Please reproduce, word for word, the part of the report on American money in 2026 that runs between "Data report ·" and "balance never drops.", inclusive.
** Opening Source document block **
Data report · 2026
The state of American money in 2026
Five figures that describe US household money in 2026, each computed directly from the public data behind the calculators on this site. Each figure is dated, cites its primary source, and refreshes when the underlying data does.
A dollar keeps shrinking
A dollar from the year 2000 buys about $0.51 of goods today. Put the other way, it takes roughly $1.96 now to buy what one dollar bought in 2000. Inflation over the last year ran about 3.5%, measured by the Consumer Price Index through 2026-06. The erosion is quiet but relentless, which is why cash left idle loses value even when the balance never drops.
Mortgage rates are near their long-run normal
The 30-year fixed rate is 6.49% as of 2026-07-09. That is far below the 18.63% peak of 1981, and well above the 2.65% low of 2021. What feels high by the standard of the pandemic years is close to the average of the last half-century.
** Closing Source document block **
** Opening Records block **
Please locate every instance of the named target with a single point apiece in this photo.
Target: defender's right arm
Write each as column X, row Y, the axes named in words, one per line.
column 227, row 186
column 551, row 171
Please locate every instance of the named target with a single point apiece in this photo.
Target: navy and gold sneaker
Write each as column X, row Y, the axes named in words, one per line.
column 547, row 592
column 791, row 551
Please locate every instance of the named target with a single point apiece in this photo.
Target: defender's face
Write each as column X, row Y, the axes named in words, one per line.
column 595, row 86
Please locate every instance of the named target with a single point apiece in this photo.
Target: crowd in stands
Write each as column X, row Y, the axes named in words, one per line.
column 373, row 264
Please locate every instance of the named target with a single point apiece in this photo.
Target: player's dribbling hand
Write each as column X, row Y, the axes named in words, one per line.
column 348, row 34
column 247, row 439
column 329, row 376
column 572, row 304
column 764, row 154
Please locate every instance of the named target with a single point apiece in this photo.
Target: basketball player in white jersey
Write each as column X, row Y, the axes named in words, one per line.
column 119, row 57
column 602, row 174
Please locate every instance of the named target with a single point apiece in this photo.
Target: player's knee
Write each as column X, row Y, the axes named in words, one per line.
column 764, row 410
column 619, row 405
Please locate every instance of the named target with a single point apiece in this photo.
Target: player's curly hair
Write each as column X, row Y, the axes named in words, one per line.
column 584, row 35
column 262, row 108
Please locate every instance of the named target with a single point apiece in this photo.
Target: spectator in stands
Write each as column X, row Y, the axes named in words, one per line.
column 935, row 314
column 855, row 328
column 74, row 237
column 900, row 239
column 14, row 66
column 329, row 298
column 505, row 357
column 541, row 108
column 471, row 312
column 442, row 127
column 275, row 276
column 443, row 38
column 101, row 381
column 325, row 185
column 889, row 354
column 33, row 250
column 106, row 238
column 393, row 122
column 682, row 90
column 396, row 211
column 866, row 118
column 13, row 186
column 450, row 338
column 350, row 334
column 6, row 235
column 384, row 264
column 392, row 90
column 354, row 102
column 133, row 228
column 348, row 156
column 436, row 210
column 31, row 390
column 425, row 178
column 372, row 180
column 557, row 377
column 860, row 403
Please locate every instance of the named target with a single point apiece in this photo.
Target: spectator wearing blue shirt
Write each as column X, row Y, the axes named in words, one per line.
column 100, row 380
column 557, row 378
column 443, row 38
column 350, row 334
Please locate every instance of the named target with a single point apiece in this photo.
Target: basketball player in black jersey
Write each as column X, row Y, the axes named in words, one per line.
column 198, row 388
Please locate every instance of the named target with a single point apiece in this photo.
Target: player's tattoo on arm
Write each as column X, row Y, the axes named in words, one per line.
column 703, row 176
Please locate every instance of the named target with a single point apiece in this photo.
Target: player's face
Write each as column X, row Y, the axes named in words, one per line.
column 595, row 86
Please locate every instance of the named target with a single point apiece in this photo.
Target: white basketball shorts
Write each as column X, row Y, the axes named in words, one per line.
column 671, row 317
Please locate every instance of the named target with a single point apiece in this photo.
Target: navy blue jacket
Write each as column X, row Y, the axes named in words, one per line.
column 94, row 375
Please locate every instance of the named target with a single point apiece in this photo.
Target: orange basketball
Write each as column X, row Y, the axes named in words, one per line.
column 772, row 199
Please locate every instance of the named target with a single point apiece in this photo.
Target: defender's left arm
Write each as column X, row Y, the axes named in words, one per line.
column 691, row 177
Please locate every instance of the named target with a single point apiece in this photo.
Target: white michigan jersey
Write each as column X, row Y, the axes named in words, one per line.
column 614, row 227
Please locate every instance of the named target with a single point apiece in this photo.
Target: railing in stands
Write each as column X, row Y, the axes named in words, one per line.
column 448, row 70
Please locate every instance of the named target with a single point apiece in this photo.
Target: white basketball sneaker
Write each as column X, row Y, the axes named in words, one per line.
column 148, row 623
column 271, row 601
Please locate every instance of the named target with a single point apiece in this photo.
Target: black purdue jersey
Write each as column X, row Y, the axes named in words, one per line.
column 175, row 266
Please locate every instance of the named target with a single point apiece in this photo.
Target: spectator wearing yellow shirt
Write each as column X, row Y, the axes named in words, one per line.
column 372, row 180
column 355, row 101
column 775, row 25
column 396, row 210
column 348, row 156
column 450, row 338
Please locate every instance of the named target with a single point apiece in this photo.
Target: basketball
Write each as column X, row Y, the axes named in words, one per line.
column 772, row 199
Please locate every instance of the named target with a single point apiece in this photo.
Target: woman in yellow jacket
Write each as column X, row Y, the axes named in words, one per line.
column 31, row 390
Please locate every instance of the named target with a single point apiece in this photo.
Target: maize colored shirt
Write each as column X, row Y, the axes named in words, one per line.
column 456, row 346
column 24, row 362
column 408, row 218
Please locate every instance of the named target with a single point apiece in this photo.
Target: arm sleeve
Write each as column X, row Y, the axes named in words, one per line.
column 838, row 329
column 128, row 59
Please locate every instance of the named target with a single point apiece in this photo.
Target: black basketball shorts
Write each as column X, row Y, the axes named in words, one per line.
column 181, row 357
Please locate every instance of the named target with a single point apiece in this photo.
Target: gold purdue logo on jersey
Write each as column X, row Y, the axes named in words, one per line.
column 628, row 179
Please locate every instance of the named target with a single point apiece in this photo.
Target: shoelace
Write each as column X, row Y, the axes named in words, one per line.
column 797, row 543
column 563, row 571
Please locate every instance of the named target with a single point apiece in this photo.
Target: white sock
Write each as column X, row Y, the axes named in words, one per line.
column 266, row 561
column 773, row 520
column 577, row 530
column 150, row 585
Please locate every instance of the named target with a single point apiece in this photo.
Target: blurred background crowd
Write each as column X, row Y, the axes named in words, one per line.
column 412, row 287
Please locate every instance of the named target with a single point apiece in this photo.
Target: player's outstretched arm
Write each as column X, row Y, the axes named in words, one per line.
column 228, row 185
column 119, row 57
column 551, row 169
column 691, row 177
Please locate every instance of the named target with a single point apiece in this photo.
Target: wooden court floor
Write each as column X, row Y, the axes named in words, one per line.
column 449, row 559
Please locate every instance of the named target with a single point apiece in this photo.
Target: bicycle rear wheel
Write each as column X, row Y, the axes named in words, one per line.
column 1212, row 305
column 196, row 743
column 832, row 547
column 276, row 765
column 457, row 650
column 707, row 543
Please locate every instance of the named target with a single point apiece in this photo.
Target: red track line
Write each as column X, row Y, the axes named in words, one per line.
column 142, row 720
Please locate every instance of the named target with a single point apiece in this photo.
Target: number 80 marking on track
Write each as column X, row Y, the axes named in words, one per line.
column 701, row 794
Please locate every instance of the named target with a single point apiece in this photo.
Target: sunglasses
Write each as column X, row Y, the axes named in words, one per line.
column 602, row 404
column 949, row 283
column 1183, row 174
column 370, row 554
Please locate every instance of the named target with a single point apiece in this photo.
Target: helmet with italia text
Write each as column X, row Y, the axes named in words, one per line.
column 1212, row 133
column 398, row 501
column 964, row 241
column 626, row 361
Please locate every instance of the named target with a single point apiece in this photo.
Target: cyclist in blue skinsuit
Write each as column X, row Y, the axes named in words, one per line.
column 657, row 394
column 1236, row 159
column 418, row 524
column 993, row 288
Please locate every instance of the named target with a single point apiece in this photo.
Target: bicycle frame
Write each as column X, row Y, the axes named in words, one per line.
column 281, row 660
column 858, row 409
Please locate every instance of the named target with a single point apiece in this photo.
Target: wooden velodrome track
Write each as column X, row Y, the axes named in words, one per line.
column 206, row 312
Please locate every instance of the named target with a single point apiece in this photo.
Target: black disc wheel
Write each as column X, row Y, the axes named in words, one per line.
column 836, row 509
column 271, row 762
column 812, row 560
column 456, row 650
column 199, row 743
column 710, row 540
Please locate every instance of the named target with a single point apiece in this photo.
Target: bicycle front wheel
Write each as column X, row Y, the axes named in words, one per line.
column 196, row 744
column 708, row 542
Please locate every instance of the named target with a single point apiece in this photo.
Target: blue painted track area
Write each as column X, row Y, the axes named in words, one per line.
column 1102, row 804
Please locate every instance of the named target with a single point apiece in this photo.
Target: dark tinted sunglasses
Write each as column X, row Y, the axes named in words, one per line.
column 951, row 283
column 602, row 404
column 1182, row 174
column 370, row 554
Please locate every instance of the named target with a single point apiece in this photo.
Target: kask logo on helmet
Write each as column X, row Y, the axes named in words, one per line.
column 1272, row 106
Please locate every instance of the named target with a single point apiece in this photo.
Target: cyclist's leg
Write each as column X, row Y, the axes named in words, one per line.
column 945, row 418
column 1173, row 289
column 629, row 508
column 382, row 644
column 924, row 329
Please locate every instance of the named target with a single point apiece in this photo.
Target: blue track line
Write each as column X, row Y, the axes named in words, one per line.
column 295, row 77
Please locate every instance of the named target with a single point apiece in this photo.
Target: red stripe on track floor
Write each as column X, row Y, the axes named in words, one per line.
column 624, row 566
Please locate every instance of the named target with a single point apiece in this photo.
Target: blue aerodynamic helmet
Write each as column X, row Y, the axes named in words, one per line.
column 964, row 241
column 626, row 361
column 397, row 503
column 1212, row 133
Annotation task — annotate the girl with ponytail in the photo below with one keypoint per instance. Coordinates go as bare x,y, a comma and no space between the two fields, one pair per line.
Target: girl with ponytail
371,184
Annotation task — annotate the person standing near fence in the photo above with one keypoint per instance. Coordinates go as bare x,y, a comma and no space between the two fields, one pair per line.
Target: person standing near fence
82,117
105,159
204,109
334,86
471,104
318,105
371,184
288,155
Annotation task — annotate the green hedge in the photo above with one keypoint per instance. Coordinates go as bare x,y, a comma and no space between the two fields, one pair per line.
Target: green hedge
** Closing Records block **
:: Written response ::
Data report · 2026
The state of American money in 2026
Five figures that describe US household money in 2026, each computed directly from the public data behind the calculators on this site. Each figure is dated, cites its primary source, and refreshes when the underlying data does.
A dollar keeps shrinking
A dollar from the year 2000 buys about $0.51 of goods today. Put the other way, it takes roughly $1.96 now to buy what one dollar bought in 2000. Inflation over the last year ran about 3.5%, measured by the Consumer Price Index through 2026-06. The erosion is quiet but relentless, which is why cash left idle loses value even when the balance never drops.